===== Extracted text =====
# Avon & Scentsy & more? (How much is too much ??)



## TinysMom (Oct 25, 2010)

I'm sitting here struggling to figure out how to word what I want to say....without sounding like I'm advertising (I'm really not) - and I really have a few decisions I'm trying to make and I'd like to have some input.

As some of you may know - I gave up merchandising (well - I got laid off due to a reduction in force) and am now selling Avon.

I've had a very very small customer base until this weekend. I just had a booth at a craft fair and did about $300 in sales - but received 75 or so leads from people who would like to either buy Avon or get email updates on specials. That is really awesome and I'm so excited because I know once I get my customer base set up - I can do very well and give great customer service.

But while I love Avon (and I do) - I would like to do "more" with my life and work. What I mean by that is - if I have this customer base - why not add a second (and even third?) company where I believe in the products and love them and can provide them to people?

You see - I live in a town of about 36,000 people. We're right on the Mexican border and we don't have a lot here for stores - we have a mall and a Walmart. Folks frequently have to travel to San Antonio (150 miles) to shop for items they can't get here.
===== Exercise data =====
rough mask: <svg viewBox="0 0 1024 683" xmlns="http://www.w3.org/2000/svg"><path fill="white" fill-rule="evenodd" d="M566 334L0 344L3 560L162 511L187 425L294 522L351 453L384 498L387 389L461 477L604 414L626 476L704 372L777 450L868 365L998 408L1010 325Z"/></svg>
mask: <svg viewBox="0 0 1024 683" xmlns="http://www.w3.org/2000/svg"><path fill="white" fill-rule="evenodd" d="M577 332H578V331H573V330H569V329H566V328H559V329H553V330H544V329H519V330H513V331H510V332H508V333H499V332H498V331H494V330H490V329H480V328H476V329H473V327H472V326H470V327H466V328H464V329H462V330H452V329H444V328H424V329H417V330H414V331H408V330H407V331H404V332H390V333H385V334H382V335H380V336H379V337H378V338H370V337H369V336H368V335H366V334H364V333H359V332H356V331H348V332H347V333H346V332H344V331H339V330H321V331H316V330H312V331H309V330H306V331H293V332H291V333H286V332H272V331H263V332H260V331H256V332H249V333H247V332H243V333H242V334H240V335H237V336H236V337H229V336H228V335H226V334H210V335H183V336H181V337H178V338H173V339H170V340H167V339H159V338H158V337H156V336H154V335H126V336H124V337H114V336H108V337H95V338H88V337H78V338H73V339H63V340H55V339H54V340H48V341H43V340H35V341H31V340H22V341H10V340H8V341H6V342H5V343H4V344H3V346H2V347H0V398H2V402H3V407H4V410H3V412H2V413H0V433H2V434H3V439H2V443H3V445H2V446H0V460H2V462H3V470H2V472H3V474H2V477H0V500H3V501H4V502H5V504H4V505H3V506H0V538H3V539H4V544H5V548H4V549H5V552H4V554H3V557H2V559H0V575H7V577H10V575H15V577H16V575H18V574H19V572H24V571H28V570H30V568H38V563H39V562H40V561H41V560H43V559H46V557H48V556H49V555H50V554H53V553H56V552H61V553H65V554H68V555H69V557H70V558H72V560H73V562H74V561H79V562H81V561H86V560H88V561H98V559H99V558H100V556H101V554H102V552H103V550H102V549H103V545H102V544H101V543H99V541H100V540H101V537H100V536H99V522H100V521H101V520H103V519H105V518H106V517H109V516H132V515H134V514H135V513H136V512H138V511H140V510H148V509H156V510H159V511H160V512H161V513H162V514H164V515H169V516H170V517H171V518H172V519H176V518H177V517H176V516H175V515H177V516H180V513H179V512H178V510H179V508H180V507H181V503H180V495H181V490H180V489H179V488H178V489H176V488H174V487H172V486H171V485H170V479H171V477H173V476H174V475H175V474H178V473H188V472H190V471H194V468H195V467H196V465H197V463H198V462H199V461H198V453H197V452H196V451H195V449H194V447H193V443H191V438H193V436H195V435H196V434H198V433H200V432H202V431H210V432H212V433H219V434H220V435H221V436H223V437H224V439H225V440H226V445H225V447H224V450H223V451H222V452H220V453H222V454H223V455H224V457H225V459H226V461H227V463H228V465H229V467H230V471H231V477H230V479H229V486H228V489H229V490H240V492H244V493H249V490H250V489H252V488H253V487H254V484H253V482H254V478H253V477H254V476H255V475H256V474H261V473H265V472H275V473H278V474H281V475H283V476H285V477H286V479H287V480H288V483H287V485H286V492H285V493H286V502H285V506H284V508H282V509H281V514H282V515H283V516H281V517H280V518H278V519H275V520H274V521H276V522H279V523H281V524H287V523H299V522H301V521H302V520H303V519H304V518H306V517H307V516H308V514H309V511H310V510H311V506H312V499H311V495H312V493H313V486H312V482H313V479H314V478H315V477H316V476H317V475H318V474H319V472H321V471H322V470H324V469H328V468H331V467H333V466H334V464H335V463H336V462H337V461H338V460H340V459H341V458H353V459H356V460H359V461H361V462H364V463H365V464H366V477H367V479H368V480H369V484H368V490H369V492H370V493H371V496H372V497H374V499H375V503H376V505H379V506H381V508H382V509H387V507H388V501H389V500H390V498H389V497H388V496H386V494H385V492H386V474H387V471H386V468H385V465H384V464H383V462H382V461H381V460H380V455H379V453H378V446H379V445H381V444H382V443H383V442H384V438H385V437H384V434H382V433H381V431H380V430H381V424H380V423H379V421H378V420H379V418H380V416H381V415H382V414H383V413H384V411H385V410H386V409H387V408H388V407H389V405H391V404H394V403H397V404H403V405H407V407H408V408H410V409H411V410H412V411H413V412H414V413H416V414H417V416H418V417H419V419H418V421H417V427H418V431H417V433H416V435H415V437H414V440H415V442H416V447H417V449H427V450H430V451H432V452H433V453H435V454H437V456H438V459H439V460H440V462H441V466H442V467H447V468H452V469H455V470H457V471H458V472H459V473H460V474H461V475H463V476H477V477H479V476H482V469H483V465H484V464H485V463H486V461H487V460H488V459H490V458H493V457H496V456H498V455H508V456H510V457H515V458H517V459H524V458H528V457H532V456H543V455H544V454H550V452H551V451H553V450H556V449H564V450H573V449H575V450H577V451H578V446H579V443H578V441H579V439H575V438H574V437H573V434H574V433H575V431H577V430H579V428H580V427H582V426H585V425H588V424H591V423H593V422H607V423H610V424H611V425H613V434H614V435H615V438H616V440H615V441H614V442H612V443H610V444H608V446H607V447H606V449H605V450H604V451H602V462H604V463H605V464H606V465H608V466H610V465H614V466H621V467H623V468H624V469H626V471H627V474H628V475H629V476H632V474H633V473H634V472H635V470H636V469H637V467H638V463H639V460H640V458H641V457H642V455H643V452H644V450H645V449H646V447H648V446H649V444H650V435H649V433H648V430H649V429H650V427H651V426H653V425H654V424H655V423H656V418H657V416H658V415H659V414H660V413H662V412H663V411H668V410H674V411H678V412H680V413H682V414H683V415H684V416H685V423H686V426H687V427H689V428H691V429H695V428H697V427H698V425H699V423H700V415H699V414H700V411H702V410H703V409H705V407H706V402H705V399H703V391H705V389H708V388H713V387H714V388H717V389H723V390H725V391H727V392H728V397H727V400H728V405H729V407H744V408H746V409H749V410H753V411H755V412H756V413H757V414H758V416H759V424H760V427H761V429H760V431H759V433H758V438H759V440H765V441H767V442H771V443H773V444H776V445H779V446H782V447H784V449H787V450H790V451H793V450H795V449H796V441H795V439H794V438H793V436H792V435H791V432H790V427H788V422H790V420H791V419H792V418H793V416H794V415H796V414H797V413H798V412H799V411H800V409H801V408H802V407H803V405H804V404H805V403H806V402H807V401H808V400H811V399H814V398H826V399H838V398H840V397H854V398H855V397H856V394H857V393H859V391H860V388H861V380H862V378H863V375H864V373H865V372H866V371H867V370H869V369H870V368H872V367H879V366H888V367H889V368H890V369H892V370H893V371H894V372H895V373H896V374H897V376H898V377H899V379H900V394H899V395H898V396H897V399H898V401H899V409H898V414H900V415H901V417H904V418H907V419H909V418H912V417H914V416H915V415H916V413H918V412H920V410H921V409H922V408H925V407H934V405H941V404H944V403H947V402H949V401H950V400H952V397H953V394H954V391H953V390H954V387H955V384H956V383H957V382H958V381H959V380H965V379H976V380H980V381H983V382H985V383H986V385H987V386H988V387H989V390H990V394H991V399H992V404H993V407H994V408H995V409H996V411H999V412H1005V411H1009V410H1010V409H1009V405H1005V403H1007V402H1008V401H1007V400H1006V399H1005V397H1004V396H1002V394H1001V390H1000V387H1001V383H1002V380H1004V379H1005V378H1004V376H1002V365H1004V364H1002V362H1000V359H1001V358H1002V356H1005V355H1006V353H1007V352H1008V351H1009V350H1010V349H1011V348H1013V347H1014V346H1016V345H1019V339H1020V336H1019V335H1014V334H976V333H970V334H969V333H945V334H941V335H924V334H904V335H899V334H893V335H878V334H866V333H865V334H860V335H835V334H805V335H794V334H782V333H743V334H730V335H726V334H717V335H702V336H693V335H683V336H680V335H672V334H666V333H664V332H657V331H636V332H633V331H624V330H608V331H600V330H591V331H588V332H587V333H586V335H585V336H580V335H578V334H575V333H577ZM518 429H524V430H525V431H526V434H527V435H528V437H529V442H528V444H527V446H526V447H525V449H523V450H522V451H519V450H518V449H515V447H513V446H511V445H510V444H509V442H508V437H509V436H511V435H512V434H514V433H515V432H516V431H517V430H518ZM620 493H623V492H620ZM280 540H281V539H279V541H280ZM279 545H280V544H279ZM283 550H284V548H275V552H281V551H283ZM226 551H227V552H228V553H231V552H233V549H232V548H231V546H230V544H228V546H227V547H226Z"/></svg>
=====
_What you are asked to do_
How would you put this sentence from the forum post on selling Avon into Spanish: "We're right on the Mexican border and we don't have a lot here for stores - we have a mall and a Walmart."

_Output of the task_
Estamos justo en la frontera con México y aquí no tenemos muchas tiendas: tenemos un centro comercial y un Walmart.